:: Data for this task ::
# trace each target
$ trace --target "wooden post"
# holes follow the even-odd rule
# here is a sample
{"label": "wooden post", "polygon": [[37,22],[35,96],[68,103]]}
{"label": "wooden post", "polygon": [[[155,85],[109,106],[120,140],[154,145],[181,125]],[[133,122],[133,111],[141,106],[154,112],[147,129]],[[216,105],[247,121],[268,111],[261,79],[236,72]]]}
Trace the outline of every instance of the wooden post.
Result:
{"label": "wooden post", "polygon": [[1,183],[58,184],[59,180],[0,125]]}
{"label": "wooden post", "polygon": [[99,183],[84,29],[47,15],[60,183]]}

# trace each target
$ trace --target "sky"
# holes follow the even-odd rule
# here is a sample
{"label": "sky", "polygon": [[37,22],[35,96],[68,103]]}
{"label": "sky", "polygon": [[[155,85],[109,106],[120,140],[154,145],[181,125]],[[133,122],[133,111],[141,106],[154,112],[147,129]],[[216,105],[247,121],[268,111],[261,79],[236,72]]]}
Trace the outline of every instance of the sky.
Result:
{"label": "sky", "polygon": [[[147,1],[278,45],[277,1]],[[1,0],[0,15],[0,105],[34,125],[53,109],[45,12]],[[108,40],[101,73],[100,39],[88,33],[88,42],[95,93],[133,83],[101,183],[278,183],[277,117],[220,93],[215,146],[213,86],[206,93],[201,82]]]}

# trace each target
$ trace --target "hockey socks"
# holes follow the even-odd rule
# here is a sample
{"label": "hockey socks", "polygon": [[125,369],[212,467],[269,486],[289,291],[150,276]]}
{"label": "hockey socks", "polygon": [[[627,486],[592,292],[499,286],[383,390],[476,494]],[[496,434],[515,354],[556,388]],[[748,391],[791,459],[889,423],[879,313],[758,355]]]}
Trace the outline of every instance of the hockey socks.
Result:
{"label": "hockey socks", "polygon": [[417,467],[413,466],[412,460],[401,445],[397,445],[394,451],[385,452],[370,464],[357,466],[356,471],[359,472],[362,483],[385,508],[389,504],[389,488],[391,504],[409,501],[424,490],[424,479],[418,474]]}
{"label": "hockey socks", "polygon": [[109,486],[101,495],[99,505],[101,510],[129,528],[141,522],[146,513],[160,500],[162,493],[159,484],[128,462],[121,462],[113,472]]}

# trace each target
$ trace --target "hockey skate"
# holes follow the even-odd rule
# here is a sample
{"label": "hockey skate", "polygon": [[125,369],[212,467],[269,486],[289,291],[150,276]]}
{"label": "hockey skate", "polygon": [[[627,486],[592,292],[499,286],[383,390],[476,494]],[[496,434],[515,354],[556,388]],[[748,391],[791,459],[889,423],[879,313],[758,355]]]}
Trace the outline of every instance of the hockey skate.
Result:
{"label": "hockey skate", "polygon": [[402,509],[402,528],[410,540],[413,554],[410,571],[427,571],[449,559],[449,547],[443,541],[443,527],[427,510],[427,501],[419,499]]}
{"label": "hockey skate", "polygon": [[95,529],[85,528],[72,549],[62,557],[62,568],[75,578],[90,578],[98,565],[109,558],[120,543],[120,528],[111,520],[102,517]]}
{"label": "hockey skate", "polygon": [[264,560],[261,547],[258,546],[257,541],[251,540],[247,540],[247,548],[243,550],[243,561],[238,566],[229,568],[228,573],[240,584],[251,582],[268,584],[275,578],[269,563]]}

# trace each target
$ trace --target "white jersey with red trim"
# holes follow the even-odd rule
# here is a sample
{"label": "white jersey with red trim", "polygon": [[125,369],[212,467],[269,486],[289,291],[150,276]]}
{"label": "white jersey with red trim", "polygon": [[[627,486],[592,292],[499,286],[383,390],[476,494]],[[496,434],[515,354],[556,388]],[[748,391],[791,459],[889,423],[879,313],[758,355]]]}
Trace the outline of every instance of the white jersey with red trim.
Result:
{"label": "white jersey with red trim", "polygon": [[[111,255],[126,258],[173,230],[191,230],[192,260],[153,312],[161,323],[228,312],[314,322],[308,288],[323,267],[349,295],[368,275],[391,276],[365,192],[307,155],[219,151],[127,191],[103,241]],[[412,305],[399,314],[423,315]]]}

:: Short problem ::
Output the whole listing above again, word for word.

:: Solved exercise ::
# trace each target
$ trace --target "wooden post"
# holes follow the even-odd rule
# here is a sample
{"label": "wooden post", "polygon": [[37,22],[35,96],[68,103]]}
{"label": "wooden post", "polygon": [[[155,85],[109,106],[120,140],[154,145],[181,125]],[[133,122],[133,111],[141,106],[154,112],[147,129]],[[216,105],[247,121],[268,111],[261,79],[236,72]]]}
Trace the outline of every instance of the wooden post.
Result:
{"label": "wooden post", "polygon": [[1,183],[58,184],[59,180],[0,125]]}
{"label": "wooden post", "polygon": [[99,183],[84,29],[47,15],[60,183]]}

# trace each target
$ trace --target "sky"
# holes follow the even-odd rule
# here is a sample
{"label": "sky", "polygon": [[37,22],[35,96],[68,103]]}
{"label": "sky", "polygon": [[[155,85],[109,106],[120,140],[154,145],[181,125]],[[133,122],[133,111],[141,106],[154,112],[147,129]],[[216,105],[247,121],[268,111],[261,79],[236,72]]]}
Trace the outline of every instance of the sky.
Result:
{"label": "sky", "polygon": [[[147,1],[278,45],[277,1]],[[1,0],[0,15],[0,105],[34,125],[53,109],[45,12]],[[108,40],[101,73],[100,39],[88,33],[88,42],[95,93],[133,83],[101,183],[278,183],[277,117],[220,93],[215,146],[213,86],[206,93],[201,82]]]}

# trace each target
$ trace --target "hockey socks"
# holes follow the even-odd rule
# here is a sample
{"label": "hockey socks", "polygon": [[125,369],[212,467],[269,486],[289,291],[150,276]]}
{"label": "hockey socks", "polygon": [[[627,486],[592,292],[499,286],[383,390],[476,494]],[[496,434],[515,354],[556,388]],[[748,391],[791,459],[889,423],[879,313],[758,355]]]}
Trace the outline of every instance of the hockey socks.
Result:
{"label": "hockey socks", "polygon": [[417,467],[413,466],[412,460],[401,445],[397,445],[394,451],[385,452],[370,464],[357,466],[356,471],[359,472],[362,483],[385,508],[389,504],[389,488],[391,504],[409,501],[424,490],[424,479],[418,474]]}
{"label": "hockey socks", "polygon": [[109,486],[101,495],[99,505],[101,510],[129,528],[141,522],[146,513],[160,500],[162,493],[159,484],[128,462],[121,462],[113,472]]}

# trace each target
$ trace --target "hockey skate"
# holes follow the even-odd rule
# here is a sample
{"label": "hockey skate", "polygon": [[125,369],[212,467],[269,486],[289,291],[150,276]]}
{"label": "hockey skate", "polygon": [[[627,486],[592,292],[499,286],[383,390],[476,494]],[[496,434],[515,354],[556,388]],[[748,391],[791,459],[889,423],[879,313],[758,355]]]}
Trace the outline of every instance of the hockey skate.
Result:
{"label": "hockey skate", "polygon": [[402,509],[402,528],[410,540],[413,554],[410,571],[427,571],[449,559],[449,547],[443,541],[443,527],[427,510],[427,501],[419,499]]}
{"label": "hockey skate", "polygon": [[95,529],[85,528],[72,549],[62,557],[62,568],[75,578],[90,578],[98,565],[109,558],[120,543],[120,528],[111,520],[102,517]]}
{"label": "hockey skate", "polygon": [[264,560],[261,547],[258,546],[257,541],[251,540],[247,540],[247,548],[243,550],[243,561],[238,566],[229,568],[228,573],[240,584],[251,582],[268,584],[275,578],[269,563]]}

# trace each target
$ trace --target "white jersey with red trim"
# holes follow the even-odd rule
# here is a sample
{"label": "white jersey with red trim", "polygon": [[125,369],[212,467],[269,486],[289,291],[150,276]]}
{"label": "white jersey with red trim", "polygon": [[[627,486],[592,292],[499,286],[383,390],[476,494]],[[496,434],[515,354],[556,388]],[[748,391],[791,459],[889,423],[879,313],[758,355]]]}
Trace the outline of every instance of the white jersey with red trim.
Result:
{"label": "white jersey with red trim", "polygon": [[[111,255],[126,258],[173,230],[191,230],[192,260],[153,312],[161,323],[228,312],[314,322],[308,288],[323,267],[349,295],[368,275],[391,276],[365,192],[307,155],[219,151],[127,191],[103,241]],[[412,305],[399,314],[423,315]]]}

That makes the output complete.